◆ GIVEN TASK
Rewrite the rows below, replacing every "cable car" with "gondola" and leaving everything else as it is.

╭─ AVAILABLE DATA

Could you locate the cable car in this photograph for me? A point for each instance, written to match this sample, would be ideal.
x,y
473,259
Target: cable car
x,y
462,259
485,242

╰─

◆ FINISHED TASK
Could you locate the gondola in this photograph for me? A point for each instance, written to match this sample, would be ideal.
x,y
473,259
Target: gondola
x,y
462,259
485,242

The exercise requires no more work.